**HOW TO COMPLETE THIS TASK**
Retype the entries exactly; omit all pictures.

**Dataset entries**
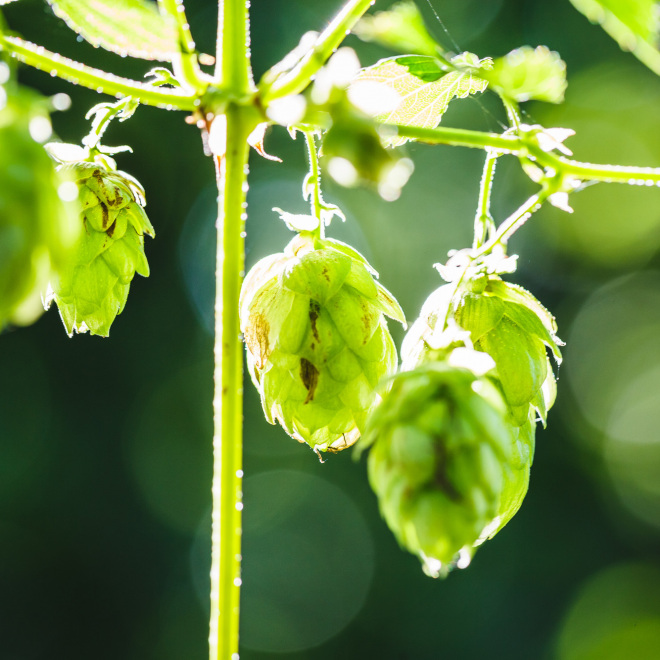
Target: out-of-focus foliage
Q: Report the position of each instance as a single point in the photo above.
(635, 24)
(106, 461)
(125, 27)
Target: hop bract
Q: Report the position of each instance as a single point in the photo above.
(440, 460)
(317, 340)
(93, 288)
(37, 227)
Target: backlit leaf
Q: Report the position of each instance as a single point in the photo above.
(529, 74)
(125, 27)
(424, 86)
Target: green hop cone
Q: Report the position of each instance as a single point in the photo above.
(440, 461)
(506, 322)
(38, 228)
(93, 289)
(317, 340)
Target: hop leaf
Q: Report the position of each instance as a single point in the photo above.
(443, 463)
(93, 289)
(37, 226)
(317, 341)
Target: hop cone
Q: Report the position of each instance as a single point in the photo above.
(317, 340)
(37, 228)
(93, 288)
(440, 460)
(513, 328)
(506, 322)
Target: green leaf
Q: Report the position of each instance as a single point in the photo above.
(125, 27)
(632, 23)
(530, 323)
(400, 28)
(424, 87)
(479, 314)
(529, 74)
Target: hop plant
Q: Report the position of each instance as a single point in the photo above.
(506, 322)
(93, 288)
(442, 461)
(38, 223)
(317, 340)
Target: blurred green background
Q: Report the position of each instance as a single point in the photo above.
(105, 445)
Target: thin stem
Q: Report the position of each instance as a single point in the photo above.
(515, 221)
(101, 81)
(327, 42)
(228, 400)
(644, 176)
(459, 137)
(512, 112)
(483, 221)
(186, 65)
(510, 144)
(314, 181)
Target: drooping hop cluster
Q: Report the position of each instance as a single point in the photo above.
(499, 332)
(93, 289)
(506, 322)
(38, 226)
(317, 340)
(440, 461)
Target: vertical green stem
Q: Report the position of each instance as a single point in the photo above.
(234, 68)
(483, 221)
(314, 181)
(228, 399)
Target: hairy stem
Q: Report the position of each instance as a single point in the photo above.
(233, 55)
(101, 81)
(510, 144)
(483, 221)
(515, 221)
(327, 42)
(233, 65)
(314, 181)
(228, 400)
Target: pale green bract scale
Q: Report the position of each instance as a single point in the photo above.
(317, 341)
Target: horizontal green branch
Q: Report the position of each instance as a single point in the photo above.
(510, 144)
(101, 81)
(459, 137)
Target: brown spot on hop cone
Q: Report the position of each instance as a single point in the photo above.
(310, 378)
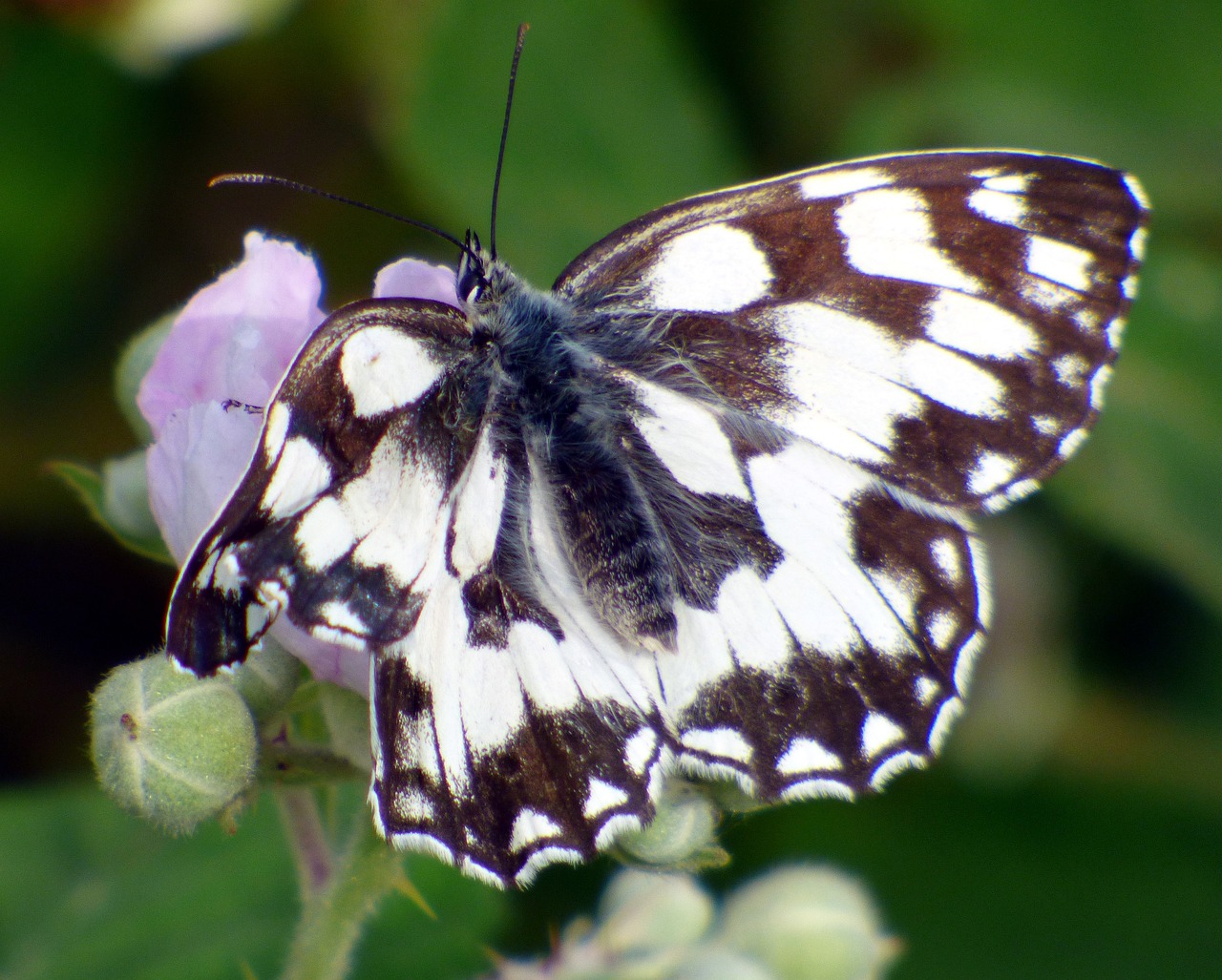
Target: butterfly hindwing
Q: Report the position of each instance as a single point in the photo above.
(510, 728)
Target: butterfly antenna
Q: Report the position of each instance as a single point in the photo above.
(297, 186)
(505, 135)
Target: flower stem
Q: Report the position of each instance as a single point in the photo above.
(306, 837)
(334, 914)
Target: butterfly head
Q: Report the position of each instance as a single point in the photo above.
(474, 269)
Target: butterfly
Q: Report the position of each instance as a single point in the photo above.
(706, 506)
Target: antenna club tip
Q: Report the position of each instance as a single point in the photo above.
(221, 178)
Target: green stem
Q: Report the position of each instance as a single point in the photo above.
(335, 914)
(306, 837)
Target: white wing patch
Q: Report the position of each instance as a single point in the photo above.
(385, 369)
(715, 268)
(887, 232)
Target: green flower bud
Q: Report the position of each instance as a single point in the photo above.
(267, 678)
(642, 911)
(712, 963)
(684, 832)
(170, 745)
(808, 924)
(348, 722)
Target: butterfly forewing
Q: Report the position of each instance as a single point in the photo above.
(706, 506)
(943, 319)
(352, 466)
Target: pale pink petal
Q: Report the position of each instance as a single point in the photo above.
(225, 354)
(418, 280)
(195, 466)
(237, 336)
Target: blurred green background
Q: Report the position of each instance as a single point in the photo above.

**EXERCISE RESULT**
Target: out-of-focus foliage
Q: Report the position of each instance as a single point in the photo above.
(635, 24)
(106, 461)
(125, 27)
Target: hop bract
Q: Report the position of each instance as a single point in the photo above.
(440, 460)
(317, 340)
(93, 288)
(37, 227)
Target: backlit leaf
Q: Report the position of each instance as a single point in the photo above.
(529, 74)
(125, 27)
(424, 86)
Target: green hop cone
Q: Report the position of each instance as a single point in the photo above.
(440, 461)
(506, 322)
(38, 228)
(93, 289)
(317, 340)
Target: hop leaf
Q: Report the position of each instance as a single point in the photo above.
(443, 463)
(93, 289)
(37, 226)
(317, 341)
Target: hop cone
Q: Report the position of each instance as a single point in the photo above.
(317, 340)
(37, 228)
(93, 288)
(440, 460)
(513, 328)
(506, 322)
Target: green leaf
Q: Report the position of each instance as a single point in the photo above.
(125, 27)
(632, 23)
(530, 323)
(400, 28)
(424, 87)
(479, 314)
(529, 74)
Target: hop plant
Q: Report the position of each instance as a single point in the photo above.
(506, 322)
(93, 288)
(442, 461)
(38, 223)
(317, 340)
Target: blurred green background
Q: Report the position of each instance as a single point in the photo above.
(105, 445)
Target: thin stem
Q: Report the position of each instance as a single point in the photo above.
(515, 221)
(101, 81)
(327, 42)
(228, 400)
(644, 176)
(459, 137)
(512, 112)
(483, 221)
(186, 65)
(510, 144)
(314, 181)
Target: drooping hop cluster
Q: Report the position of each instance as a single point in the photo above.
(499, 332)
(93, 289)
(506, 322)
(38, 226)
(317, 340)
(440, 461)
Target: vertical green stem
Q: Report the position of each instance as a single point in the photo above.
(234, 68)
(483, 221)
(314, 181)
(228, 399)
Target: hairy stem
Q: Report the position of each instance as a single point in the photo above.
(233, 55)
(101, 81)
(510, 144)
(483, 221)
(515, 221)
(327, 42)
(233, 65)
(314, 181)
(228, 400)
Target: pale green bract scale
Q: Report the position of each instance as a single point in the photo above.
(317, 341)
Target: horizontal green branch
Q: Report the position of each instance as a single point in the photo above.
(510, 144)
(101, 81)
(459, 137)
Target: brown spot on hop cone
Q: Report the position of each instance as a single point in the photo above.
(310, 378)
Target: butterfly hindwing
Q: Report the position of each instance as a single point in the photo above.
(510, 728)
Target: butterfly antenna
Q: Report the position of each instance as a single point in the photo above.
(297, 186)
(505, 135)
Target: flower stem
Q: Report the position of each instance as a single point in the photo above.
(306, 837)
(334, 914)
Target: butterfly head
Q: Report the position of each instance as a single point in the photo above.
(474, 269)
Target: butterfly
Q: Report the position of each instance as a single point in the photo above.
(706, 506)
Target: antenna club tip
Q: Report the position of each instance as a single point in the photo above.
(221, 178)
Target: green stem
Q: Report the position of each instance as a single point in the photo above.
(335, 914)
(306, 837)
Target: white wing patch
Q: Report the position of each instance as a single point in the photo above.
(385, 369)
(715, 268)
(887, 232)
Target: green flower bud
Q: Report the position of each instance as a single point in the photo above.
(267, 678)
(642, 911)
(712, 963)
(684, 832)
(170, 745)
(808, 924)
(348, 722)
Target: butterfly forewing
Q: Report the position of each instance as a single point in the photo above.
(706, 506)
(943, 319)
(352, 466)
Target: pale pink petal
Q: Report the position of each instance as a single point in the photo above.
(225, 354)
(418, 280)
(195, 466)
(237, 336)
Target: blurred green background
Q: Report the position of each instance as a single point in the photo above.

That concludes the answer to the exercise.